_Текст для разбора:_
---------------

Отец и друг С. Аксаков».
Этим письмом исчерпываются материалы, предназначенные С. Т. Аксаковым для книги «История моего знакомства с Гоголем». После смерти Гоголя Аксаков напечатал в «Московских ведомостях» две небольшие статьи: «Письмо к друзьям Гоголя» и «Несколько слов о биографии Гоголя», хронологически как бы завершающие события, о которых повествуют аксаковские мемуары (см. эти статьи в четвертом томе).
Смерть Гоголя глубоко потрясла С. Т. Аксакова. Под свежим впечатлением этого события он начал писать свои воспоминания о великом писателе. Уже 28 марта 1852 г. он сообщал А. О. Смирновой: «С 21 февраля я погружен в одно занятие: я пишу или диктую о Гоголе. Я сначала писал без плана, что приходило мне в голову, но потом начал писать «Историю моего знакомства с Гоголем» («Русский архив», 1896, кн. 1, стр. 152). По-видимому, это были лишь предварительные заметки и наброски будущего произведения. Вскоре, однако, работа над ним была прервана.
В конце 1853 г. П. А. Кулиш прислал С. Т. Аксакову для ознакомления рукопись своей книги «Опыт биографии Гоголя». Прочитав ее, Аксаков исписал целую тетрадь «замечаний и дополнительных сведений» и в связи с этим сообщал 18 декабря 1853 г. своему сыну Ивану: «Это занятие подняло со дна моей души воспоминание о Гоголе, и мне стало совестно, что я до сих пор не исполнил священного долга его памяти и потомству: не написал истории моего знакомства с Гоголем со включением всей нашей переписки. Я хотел было немедленно приняться за это дело; но меня уговорили наперед окончить «Казанскую гимназию»… Как скоро кончу, то немедленно примусь за Гоголя и не отстану, если буду жив и здоров, пока не совершу этого подвига» (ИРЛИ, ф. 3, оп. 3, д. № 14, лл. 3 об. — 4).

---------------

_Записи набора данных:_
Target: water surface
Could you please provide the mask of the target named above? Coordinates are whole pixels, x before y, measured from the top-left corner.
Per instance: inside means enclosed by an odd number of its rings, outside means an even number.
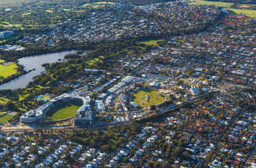
[[[35,69],[28,74],[22,75],[10,81],[0,85],[0,89],[15,89],[24,88],[30,81],[32,81],[33,77],[40,75],[45,71],[42,64],[45,63],[53,63],[59,62],[58,59],[64,59],[66,54],[75,54],[76,51],[65,51],[59,53],[50,53],[42,55],[26,57],[18,59],[19,64],[23,65],[26,71]]]

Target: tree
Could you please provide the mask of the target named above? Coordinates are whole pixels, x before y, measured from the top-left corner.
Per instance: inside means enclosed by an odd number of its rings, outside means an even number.
[[[9,101],[5,104],[5,106],[8,110],[13,110],[14,109],[15,105],[12,101]]]
[[[101,149],[106,152],[108,152],[110,149],[110,146],[108,144],[101,146]]]
[[[36,154],[38,153],[38,148],[36,148],[36,145],[34,145],[31,147],[30,149],[30,152],[33,154]]]

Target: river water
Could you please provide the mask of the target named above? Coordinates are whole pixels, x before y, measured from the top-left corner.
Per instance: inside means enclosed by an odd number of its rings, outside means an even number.
[[[18,59],[18,63],[24,66],[25,71],[35,69],[34,71],[22,75],[11,81],[0,85],[0,89],[15,89],[18,88],[24,88],[30,81],[33,80],[33,77],[40,75],[42,72],[45,71],[44,67],[42,64],[44,63],[53,63],[59,62],[58,59],[63,61],[64,57],[66,54],[74,54],[76,51],[65,51],[59,53],[54,53],[47,54],[36,55],[26,57]]]

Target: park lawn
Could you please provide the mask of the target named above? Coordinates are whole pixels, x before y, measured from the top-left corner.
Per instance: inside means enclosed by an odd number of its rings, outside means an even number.
[[[3,42],[6,42],[9,40],[14,40],[18,38],[18,36],[11,36],[10,37],[7,37],[5,38],[3,40],[0,41],[0,44]]]
[[[67,102],[56,105],[46,113],[47,118],[56,120],[63,119],[76,114],[77,111],[82,106],[81,104]]]
[[[146,96],[149,96],[148,101],[146,101]],[[165,98],[163,95],[158,94],[158,91],[143,89],[137,91],[133,95],[133,100],[138,105],[154,105],[163,102]]]
[[[146,45],[152,45],[156,46],[158,45],[158,42],[160,41],[163,41],[163,40],[158,39],[158,40],[145,40],[140,41],[140,42]]]
[[[13,63],[7,66],[0,64],[0,80],[1,78],[6,78],[8,76],[15,74],[17,72],[18,66]]]
[[[8,98],[3,97],[0,97],[0,103],[1,104],[6,104],[7,102],[8,102],[9,101],[10,101],[10,100],[9,100]]]
[[[213,2],[213,1],[201,1],[201,0],[196,0],[195,1],[192,1],[192,2],[189,3],[189,4],[204,5],[214,5],[216,6],[223,6],[223,7],[230,7],[231,5],[233,5],[233,3]]]
[[[218,6],[222,6],[226,7],[229,7],[231,5],[233,5],[233,3],[228,3],[228,2],[213,2],[213,1],[202,1],[202,0],[196,0],[195,1],[192,1],[189,4],[192,5],[214,5]],[[251,18],[256,17],[256,10],[246,10],[246,9],[236,9],[236,8],[230,8],[232,12],[234,12],[236,14],[243,14],[246,16]]]
[[[241,13],[251,18],[256,17],[256,10],[237,9],[237,8],[231,8],[230,10],[232,12],[233,12],[236,14],[239,14]]]
[[[14,117],[14,116],[9,114],[5,115],[4,116],[0,117],[0,123],[5,123]]]

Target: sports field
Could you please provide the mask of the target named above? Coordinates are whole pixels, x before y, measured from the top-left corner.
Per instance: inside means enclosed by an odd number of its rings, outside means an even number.
[[[3,115],[3,117],[0,117],[0,123],[5,123],[14,117],[14,116],[10,114],[6,114]]]
[[[146,95],[148,96],[147,100]],[[164,96],[159,93],[157,90],[143,89],[139,90],[133,95],[133,100],[138,105],[153,105],[159,104],[164,101]]]
[[[196,0],[193,1],[189,4],[192,5],[214,5],[218,6],[222,6],[225,7],[229,7],[231,5],[233,5],[232,3],[228,2],[213,2],[213,1],[207,1],[202,0]],[[256,17],[256,10],[250,10],[246,9],[236,9],[236,8],[230,8],[233,14],[243,14],[246,16],[255,18]]]
[[[1,60],[0,63],[0,80],[16,74],[17,72],[16,68],[17,68],[18,66],[15,63],[11,63],[6,66],[3,64]]]
[[[162,41],[161,39],[159,40],[145,40],[140,41],[140,42],[146,44],[146,45],[157,45],[158,42]]]
[[[48,119],[63,119],[76,114],[78,109],[82,105],[76,102],[67,102],[57,105],[51,108],[46,114]]]
[[[232,12],[233,12],[236,14],[239,14],[241,13],[251,18],[256,17],[256,10],[250,10],[237,9],[237,8],[232,8],[230,10]]]

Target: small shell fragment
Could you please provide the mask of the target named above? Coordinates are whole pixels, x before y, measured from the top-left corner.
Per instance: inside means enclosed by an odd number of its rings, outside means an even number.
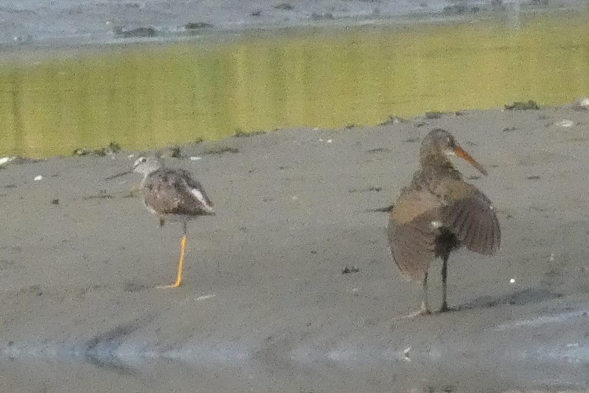
[[[558,126],[559,127],[565,127],[567,128],[572,127],[574,125],[575,125],[575,122],[573,121],[572,120],[570,120],[568,119],[563,119],[560,121],[557,121],[557,122],[554,123],[554,125]]]
[[[0,158],[0,165],[4,165],[5,164],[8,164],[14,159],[14,157],[2,157],[2,158]]]
[[[411,350],[411,347],[408,347],[403,350],[403,361],[411,362],[411,358],[409,357],[409,352]]]

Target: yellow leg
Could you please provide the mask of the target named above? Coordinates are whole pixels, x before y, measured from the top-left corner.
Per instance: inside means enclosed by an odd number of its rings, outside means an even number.
[[[176,282],[171,285],[161,285],[158,287],[157,288],[178,288],[180,286],[180,284],[182,281],[182,267],[184,266],[184,254],[186,249],[186,235],[185,234],[182,237],[182,240],[180,241],[180,261],[178,261],[178,277],[176,278]]]

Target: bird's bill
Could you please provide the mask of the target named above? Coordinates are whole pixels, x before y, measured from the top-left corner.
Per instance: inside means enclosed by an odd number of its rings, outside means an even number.
[[[482,173],[485,176],[487,175],[488,174],[487,172],[487,169],[483,168],[483,166],[481,165],[480,164],[479,164],[476,159],[471,157],[470,154],[464,151],[464,149],[462,149],[462,148],[458,146],[455,149],[454,149],[454,154],[456,154],[456,156],[460,157],[461,158],[465,161],[468,164],[471,164],[471,165],[476,168],[477,169],[478,169],[479,172]]]
[[[116,179],[117,178],[120,178],[121,176],[128,175],[128,174],[130,174],[131,172],[133,172],[133,171],[125,171],[125,172],[121,172],[120,174],[117,174],[116,175],[113,175],[112,176],[109,176],[107,178],[104,178],[104,179],[112,180],[112,179]]]

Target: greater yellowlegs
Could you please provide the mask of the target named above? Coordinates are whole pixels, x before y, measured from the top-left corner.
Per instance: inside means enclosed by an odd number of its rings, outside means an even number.
[[[183,234],[180,241],[180,257],[178,261],[176,281],[171,285],[158,288],[178,288],[182,280],[184,252],[186,248],[188,221],[200,215],[214,214],[213,202],[202,185],[190,173],[180,168],[167,168],[160,159],[141,156],[129,171],[107,178],[111,179],[136,172],[143,175],[140,191],[145,207],[160,218],[162,227],[168,218],[182,222]]]
[[[461,246],[481,254],[495,254],[501,230],[492,204],[482,192],[462,180],[448,159],[456,155],[484,175],[487,171],[462,149],[449,132],[437,128],[423,138],[421,168],[403,188],[391,212],[388,228],[393,260],[407,280],[421,280],[421,307],[410,316],[429,314],[428,270],[442,260],[442,308],[448,311],[446,278],[450,252]]]

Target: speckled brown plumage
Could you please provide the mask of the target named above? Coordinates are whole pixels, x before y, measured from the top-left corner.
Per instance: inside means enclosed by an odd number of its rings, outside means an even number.
[[[451,134],[439,129],[432,130],[422,144],[421,168],[401,190],[389,216],[387,232],[393,260],[405,279],[421,280],[423,286],[418,314],[429,312],[428,270],[436,258],[441,258],[443,262],[441,311],[445,311],[450,252],[465,247],[490,255],[501,244],[501,229],[492,204],[482,192],[463,180],[447,158],[453,155],[487,174]]]

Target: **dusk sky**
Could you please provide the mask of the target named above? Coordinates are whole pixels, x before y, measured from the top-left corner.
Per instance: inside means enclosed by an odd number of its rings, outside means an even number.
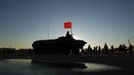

---------------

_Задание:_ Выведите без изменений часть текста об истории воспоминаний Аксакова о Гоголе, начиная со слов «В конце 1853» и заканчивая словами «лл. 3 об. — 4).» включительно.

_Место для ответа:_
В конце 1853 г. П. А. Кулиш прислал С. Т. Аксакову для ознакомления рукопись своей книги «Опыт биографии Гоголя». Прочитав ее, Аксаков исписал целую тетрадь «замечаний и дополнительных сведений» и в связи с этим сообщал 18 декабря 1853 г. своему сыну Ивану: «Это занятие подняло со дна моей души воспоминание о Гоголе, и мне стало совестно, что я до сих пор не исполнил священного долга его памяти и потомству: не написал истории моего знакомства с Гоголем со включением всей нашей переписки. Я хотел было немедленно приняться за это дело; но меня уговорили наперед окончить «Казанскую гимназию»… Как скоро кончу, то немедленно примусь за Гоголя и не отстану, если буду жив и здоров, пока не совершу этого подвига» (ИРЛИ, ф. 3, оп. 3, д. № 14, лл. 3 об. — 4).